- Instructions for the task -
Your task is to copy the stretch of lines in the records below that begins with the line containing "Query: tree line" and ends with the line containing "the snow on", exactly as written, with nothing added.
Segment Start: Data for this task
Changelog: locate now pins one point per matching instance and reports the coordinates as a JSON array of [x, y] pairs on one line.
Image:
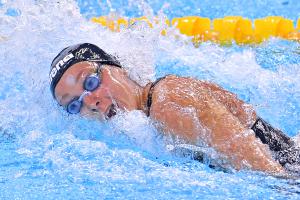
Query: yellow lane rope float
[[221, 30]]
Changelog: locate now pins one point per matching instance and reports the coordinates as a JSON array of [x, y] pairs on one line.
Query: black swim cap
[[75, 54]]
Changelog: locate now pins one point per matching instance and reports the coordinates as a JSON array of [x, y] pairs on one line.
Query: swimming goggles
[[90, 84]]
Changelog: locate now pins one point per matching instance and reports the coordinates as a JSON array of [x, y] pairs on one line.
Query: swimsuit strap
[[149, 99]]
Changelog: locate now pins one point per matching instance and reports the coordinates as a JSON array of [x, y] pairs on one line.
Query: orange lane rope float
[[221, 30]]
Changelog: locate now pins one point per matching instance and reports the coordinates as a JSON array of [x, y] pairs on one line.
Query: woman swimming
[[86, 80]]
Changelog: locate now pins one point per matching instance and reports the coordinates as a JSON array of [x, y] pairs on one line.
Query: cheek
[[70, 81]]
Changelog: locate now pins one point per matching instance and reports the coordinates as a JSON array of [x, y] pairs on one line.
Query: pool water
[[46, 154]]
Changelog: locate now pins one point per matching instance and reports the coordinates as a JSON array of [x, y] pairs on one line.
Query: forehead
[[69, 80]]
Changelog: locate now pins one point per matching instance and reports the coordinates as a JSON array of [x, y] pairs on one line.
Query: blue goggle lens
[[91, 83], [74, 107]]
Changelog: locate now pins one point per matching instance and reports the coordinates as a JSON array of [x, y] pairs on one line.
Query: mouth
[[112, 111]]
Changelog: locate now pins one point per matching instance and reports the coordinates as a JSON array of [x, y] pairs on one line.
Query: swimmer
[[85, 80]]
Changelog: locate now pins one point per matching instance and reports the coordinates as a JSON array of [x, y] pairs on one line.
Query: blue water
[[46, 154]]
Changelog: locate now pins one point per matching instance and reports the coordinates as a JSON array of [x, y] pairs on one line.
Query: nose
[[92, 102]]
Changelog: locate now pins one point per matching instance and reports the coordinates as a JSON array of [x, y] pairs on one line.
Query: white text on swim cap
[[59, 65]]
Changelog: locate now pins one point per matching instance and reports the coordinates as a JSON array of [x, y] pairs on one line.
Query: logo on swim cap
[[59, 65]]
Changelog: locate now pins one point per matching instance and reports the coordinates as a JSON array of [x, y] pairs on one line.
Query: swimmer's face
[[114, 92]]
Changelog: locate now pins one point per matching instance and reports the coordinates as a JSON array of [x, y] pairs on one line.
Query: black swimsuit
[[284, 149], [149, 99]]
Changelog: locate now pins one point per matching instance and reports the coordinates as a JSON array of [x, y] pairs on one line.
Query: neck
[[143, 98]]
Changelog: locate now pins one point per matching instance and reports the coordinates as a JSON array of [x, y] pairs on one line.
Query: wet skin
Segment End: Data for this task
Segment Start: Data for this task
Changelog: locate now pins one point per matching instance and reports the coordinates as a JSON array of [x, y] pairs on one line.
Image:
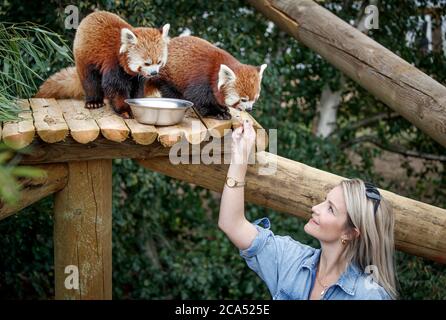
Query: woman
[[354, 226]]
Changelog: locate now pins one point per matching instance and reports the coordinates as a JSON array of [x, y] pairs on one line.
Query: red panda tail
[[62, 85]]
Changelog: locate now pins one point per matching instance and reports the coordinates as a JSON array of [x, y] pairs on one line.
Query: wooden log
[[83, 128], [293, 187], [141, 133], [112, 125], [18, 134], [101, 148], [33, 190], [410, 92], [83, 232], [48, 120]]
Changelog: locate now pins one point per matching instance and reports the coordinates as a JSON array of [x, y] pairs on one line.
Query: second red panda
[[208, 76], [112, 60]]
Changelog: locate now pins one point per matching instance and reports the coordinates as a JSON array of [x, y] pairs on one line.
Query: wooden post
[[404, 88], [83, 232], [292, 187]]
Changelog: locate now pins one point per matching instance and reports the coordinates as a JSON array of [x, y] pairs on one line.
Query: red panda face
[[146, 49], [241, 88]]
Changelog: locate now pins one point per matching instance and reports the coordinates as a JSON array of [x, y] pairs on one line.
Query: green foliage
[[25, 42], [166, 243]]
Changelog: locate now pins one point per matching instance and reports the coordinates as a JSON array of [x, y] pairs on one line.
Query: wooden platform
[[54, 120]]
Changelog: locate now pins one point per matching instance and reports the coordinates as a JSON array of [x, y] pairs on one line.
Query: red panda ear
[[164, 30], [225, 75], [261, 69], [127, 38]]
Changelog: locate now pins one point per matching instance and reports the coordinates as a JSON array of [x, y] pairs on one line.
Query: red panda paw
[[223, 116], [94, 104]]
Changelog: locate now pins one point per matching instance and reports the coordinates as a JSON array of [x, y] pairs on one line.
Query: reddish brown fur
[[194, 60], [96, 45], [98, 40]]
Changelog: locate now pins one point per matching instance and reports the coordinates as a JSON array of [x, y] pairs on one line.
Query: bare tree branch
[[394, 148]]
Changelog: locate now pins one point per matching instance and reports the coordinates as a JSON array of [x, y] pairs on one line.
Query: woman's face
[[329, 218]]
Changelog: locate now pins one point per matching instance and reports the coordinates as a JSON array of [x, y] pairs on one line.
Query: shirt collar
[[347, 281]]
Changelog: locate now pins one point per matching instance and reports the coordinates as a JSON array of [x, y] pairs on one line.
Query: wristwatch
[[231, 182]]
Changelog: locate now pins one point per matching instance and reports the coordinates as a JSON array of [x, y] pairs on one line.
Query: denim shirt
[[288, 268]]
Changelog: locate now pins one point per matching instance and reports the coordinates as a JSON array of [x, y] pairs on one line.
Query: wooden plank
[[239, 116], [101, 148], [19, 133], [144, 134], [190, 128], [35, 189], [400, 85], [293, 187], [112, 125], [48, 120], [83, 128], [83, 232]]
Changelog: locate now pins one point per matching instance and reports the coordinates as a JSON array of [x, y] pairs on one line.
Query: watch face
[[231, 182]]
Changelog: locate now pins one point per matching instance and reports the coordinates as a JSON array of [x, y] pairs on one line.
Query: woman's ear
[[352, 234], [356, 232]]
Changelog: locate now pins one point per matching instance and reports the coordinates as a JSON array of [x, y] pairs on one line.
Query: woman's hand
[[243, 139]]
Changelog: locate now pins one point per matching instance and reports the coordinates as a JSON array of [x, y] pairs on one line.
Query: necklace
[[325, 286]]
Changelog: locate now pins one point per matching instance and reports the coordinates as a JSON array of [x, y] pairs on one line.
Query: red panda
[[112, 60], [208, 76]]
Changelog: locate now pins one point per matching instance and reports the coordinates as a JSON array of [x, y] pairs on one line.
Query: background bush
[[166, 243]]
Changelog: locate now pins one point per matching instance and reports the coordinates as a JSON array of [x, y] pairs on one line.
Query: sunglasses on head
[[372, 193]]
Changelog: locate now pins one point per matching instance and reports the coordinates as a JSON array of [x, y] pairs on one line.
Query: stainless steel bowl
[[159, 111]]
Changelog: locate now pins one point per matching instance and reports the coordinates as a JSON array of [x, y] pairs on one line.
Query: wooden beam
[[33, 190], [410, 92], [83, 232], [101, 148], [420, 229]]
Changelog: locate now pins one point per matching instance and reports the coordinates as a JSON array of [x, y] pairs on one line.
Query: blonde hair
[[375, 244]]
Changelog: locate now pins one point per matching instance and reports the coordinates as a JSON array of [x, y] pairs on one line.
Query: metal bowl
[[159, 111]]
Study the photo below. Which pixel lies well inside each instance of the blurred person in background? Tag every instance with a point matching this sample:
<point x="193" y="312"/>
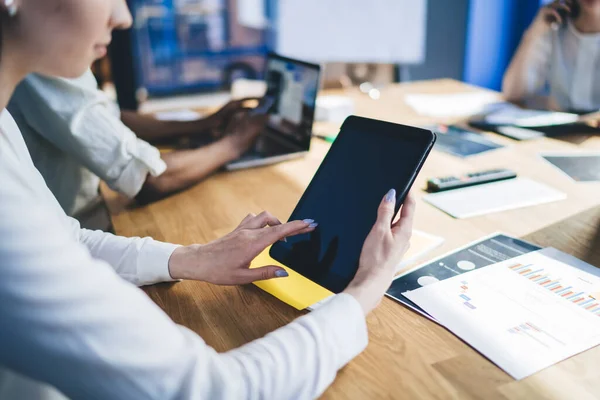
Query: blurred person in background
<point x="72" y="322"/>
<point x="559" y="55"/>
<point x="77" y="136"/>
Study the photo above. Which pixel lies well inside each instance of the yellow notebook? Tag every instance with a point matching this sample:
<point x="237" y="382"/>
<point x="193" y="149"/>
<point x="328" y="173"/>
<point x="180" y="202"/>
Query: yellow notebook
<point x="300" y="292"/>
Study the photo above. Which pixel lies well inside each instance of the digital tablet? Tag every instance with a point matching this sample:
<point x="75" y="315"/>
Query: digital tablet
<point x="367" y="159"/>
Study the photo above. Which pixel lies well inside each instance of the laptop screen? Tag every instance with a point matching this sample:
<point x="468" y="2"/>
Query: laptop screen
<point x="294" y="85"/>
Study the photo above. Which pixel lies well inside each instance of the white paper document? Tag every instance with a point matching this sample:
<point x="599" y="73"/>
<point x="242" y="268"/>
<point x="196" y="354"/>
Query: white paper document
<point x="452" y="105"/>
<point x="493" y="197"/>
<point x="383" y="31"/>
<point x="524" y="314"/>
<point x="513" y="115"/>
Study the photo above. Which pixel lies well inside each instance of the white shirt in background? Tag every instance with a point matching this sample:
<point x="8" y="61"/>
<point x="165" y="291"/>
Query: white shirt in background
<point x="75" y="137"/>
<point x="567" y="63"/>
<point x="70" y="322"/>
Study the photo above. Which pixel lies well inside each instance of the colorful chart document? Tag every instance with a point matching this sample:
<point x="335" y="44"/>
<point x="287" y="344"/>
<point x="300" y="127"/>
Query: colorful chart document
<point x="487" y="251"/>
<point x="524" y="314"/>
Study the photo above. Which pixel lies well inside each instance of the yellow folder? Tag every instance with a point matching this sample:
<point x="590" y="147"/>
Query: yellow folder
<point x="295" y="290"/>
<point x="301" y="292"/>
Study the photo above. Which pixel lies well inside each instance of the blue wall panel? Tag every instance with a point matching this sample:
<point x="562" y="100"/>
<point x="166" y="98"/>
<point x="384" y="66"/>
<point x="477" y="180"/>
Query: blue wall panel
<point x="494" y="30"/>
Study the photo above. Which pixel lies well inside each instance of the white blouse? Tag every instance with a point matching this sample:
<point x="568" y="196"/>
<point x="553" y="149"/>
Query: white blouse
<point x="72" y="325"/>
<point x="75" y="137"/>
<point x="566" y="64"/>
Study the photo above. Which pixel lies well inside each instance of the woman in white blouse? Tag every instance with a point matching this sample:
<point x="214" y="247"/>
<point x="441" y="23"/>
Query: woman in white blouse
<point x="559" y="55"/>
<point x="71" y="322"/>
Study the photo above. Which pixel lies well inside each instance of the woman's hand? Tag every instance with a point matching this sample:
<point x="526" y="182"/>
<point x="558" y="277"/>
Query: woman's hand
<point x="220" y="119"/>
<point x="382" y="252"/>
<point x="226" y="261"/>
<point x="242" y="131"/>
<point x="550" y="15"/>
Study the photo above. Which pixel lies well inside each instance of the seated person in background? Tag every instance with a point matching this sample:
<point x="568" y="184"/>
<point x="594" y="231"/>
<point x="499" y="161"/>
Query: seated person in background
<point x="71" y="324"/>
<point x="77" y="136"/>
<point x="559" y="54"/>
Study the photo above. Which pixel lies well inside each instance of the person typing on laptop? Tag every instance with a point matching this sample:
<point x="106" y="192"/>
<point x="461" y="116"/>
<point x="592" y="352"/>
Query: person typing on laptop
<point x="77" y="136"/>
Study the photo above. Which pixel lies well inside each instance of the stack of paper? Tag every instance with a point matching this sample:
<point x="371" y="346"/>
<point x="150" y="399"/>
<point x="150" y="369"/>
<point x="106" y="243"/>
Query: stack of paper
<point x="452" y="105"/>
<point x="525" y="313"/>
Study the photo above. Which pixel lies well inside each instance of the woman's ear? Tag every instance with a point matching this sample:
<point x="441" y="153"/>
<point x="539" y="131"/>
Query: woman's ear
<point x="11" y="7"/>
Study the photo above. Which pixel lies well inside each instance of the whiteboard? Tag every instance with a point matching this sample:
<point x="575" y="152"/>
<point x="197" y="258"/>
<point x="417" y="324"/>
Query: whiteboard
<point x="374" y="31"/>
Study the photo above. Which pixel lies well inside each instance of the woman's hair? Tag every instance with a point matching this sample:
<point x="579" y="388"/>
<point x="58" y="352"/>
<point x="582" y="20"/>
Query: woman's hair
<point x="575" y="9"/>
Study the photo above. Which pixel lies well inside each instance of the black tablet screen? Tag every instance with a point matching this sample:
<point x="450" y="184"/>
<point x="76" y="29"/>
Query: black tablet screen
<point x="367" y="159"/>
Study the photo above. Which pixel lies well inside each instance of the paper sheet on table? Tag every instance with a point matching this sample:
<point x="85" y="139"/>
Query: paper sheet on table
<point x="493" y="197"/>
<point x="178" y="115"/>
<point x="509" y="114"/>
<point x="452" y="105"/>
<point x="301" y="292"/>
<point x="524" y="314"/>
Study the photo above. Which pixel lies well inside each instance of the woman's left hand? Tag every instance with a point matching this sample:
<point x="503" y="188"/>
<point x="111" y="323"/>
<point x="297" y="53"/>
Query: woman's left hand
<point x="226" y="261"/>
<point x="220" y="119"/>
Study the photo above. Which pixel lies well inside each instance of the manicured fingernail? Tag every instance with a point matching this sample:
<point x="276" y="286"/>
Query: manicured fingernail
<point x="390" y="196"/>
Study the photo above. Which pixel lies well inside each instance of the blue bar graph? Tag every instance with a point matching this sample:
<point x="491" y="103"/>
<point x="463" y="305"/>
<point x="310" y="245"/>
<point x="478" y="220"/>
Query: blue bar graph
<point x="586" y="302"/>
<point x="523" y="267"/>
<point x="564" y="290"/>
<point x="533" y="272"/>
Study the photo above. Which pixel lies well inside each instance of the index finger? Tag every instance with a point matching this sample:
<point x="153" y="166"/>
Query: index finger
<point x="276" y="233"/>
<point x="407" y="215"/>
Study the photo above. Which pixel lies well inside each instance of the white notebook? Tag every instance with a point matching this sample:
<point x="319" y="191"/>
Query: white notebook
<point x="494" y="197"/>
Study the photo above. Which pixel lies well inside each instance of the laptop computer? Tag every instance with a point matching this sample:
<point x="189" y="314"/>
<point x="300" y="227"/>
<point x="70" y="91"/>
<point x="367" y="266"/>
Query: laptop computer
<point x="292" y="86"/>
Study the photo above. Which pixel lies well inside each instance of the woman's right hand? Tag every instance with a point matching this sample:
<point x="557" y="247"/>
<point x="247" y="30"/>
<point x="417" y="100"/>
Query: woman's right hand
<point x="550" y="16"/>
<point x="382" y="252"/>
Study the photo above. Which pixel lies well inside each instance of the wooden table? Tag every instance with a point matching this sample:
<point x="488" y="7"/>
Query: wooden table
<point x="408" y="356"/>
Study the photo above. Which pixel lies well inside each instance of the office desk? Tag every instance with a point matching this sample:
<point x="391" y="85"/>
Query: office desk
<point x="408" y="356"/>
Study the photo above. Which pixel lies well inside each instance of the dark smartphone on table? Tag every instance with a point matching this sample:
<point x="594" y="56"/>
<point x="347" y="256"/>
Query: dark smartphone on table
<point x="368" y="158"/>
Segment End: Data for this task
Segment Start: Data for this task
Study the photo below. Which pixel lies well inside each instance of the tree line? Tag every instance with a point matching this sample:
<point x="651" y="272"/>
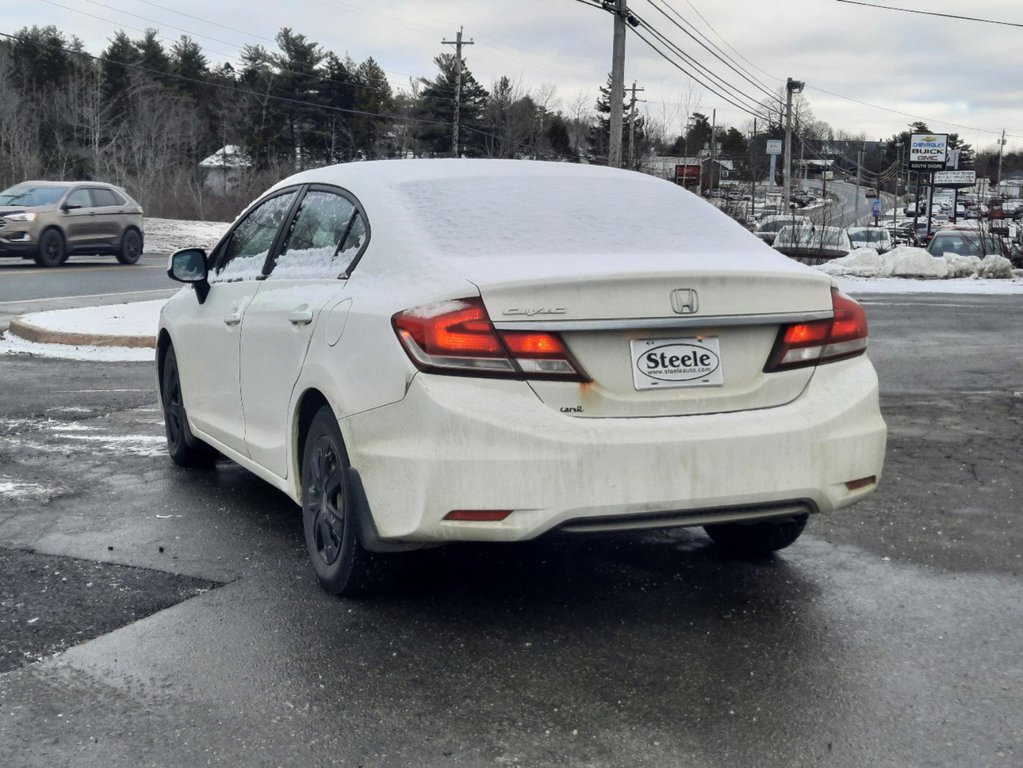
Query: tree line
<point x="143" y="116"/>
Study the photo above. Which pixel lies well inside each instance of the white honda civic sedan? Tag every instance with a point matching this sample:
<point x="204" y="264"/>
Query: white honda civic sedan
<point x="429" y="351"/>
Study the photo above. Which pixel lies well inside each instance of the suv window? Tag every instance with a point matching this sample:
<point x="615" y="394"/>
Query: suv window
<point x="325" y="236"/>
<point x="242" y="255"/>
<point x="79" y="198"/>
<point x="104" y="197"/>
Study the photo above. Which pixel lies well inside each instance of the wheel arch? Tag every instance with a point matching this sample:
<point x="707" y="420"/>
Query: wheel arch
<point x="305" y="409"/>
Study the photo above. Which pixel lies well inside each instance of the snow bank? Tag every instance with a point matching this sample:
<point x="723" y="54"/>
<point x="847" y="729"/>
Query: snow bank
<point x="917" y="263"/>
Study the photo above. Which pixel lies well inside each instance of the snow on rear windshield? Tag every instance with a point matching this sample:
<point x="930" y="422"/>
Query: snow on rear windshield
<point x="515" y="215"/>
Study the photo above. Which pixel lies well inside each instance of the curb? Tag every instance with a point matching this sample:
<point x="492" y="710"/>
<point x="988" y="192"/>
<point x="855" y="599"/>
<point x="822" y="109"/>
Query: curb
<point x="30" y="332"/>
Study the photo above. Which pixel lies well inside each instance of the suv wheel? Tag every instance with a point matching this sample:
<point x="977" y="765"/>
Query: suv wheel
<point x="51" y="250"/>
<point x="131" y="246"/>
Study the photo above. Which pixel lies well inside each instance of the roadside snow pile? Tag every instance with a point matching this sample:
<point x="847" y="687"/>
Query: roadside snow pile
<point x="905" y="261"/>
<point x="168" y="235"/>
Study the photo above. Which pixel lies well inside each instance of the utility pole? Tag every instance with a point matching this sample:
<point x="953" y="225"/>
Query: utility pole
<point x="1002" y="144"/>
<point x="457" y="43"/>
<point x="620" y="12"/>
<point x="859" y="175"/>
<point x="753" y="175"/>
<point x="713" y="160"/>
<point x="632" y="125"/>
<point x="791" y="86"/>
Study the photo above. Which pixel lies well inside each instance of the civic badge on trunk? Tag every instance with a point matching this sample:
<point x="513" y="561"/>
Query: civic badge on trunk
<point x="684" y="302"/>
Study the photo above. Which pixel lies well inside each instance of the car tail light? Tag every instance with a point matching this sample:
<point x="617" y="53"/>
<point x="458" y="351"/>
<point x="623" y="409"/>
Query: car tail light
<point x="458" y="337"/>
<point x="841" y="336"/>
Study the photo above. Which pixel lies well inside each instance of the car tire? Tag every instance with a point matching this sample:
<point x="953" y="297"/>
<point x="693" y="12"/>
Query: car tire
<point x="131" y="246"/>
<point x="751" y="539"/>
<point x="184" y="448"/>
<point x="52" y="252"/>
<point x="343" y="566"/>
Segment End: Data for this task
- Result of this exercise -
Query: tree line
<point x="143" y="116"/>
Study the photo above. Which pixel lies well inside each instance of the white honda civic sedan? Tag every instance with a point matching this sample:
<point x="204" y="264"/>
Query: white honda civic sedan
<point x="429" y="351"/>
Study the photo above. Which pixel lies well inside each instance of the suv window? Tag every instance with a point matching this sample:
<point x="615" y="394"/>
Query: suv window
<point x="325" y="236"/>
<point x="242" y="255"/>
<point x="79" y="198"/>
<point x="104" y="197"/>
Study the photo above. Which pixel lies well inside each instance of the wheel arch? Tag every instance with a point matching this sample:
<point x="707" y="420"/>
Query: wheel arch
<point x="305" y="409"/>
Study the photo above. Which pixel lies well inside each instance of the snow bank? Tag every instance with a point matching this sample:
<point x="723" y="54"/>
<point x="847" y="729"/>
Query: snow bank
<point x="917" y="263"/>
Study the photo above. Which pixel lies well inside each instance of the snow on rear windshield? Tag every instance with a point matching this sample:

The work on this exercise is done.